■ **YOUR TASKS**
1: Print everything in the GPT-5 finance piece from "Financial Insightfulness measures" down to "on data entry.", word for word.
2: In the GPT-5 finance piece, how many real-world workflows was GPT-5 stress-tested on?

As OpenAI’s leading research partner for financial analysis, we’ve spent the last several weeks testing GPT-5 against the most complex financial agent workflows.
We’re excited to share our findings, and what the next generation of foundation models means for Wall Street and beyond.
The best investors spot patterns others miss. The best AI systems should be held to the same bar. Hebbia running on GPT-5 is the first system we’ve seen that truly unlocks alpha.
To objectively measure a model’s originality, or its tendency towards novel idea generation, the Hebbia Applied Research team came up with the idea of “insightfulness” to evaluate LLMs on financial tasks. You can think of insightfulness as the ability to go beyond summarization to surface risks, opportunities, or strategic context that’s not explicitly stated.
Compared to every model we tested, GPT‑5 redefines state of the art.
Financial Insightfulness measures whether the response goes beyond repeating existing information and surface implications, risks, opportunities, or strategic dynamics relevant to the prompt.
GPT-5’s capabilities extend far beyond novel pattern recognition. When put into Hebbia’s agentic finance environment, experiments revealed the most robust agent foundation we’ve ever seen:
We stress-tested GPT‑5 on four real-world workflows that matter most to finance teams.
With Hebbia, GPT-5 pulled together the richest financial model we’ve seen, populating assumptions with accurate data pulls from key data sources like SEC filings, Virtual Data Rooms, S&P Capital IQ, Pitchbook, FactSet, and PDFs. You can spend more time reviewing assumptions and refining the logic rather than spending hours on data entry.
Unlike other models that focus only on high-level trends or single data points, GPT-5 can take into account multiple layers at once: company growth, industry-specific factors, market share shifts, pricing dynamics, macroeconomic conditions, and more. It uses all of these inputs to build full upside, downside, and base cases where the reasoning is transparent and you can adjust, challenge, and refine all of the assumptions and projections.

■ **INFORMATION GIVEN**
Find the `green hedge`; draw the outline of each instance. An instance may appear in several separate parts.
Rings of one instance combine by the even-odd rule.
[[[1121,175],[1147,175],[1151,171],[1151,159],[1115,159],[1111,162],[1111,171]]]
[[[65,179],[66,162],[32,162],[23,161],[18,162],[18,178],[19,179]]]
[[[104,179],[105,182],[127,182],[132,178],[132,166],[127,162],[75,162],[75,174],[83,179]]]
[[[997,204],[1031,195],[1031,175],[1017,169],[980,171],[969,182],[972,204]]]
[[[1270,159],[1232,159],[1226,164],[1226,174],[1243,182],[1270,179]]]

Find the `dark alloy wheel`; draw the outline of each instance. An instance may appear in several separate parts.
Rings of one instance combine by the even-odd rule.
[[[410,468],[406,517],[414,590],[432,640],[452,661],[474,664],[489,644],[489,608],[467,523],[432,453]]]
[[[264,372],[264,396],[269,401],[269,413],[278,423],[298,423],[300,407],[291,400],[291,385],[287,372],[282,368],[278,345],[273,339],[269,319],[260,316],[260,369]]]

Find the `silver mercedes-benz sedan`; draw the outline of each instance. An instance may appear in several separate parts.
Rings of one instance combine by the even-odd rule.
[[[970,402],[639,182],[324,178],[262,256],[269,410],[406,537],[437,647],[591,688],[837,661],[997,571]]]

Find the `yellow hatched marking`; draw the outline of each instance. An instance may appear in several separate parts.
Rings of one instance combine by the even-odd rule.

■ **TASK RESULTS**
1:
Financial Insightfulness measures whether the response goes beyond repeating existing information and surface implications, risks, opportunities, or strategic dynamics relevant to the prompt.
GPT-5’s capabilities extend far beyond novel pattern recognition. When put into Hebbia’s agentic finance environment, experiments revealed the most robust agent foundation we’ve ever seen:
We stress-tested GPT‑5 on four real-world workflows that matter most to finance teams.
With Hebbia, GPT-5 pulled together the richest financial model we’ve seen, populating assumptions with accurate data pulls from key data sources like SEC filings, Virtual Data Rooms, S&P Capital IQ, Pitchbook, FactSet, and PDFs. You can spend more time reviewing assumptions and refining the logic rather than spending hours on data entry.

2: Four.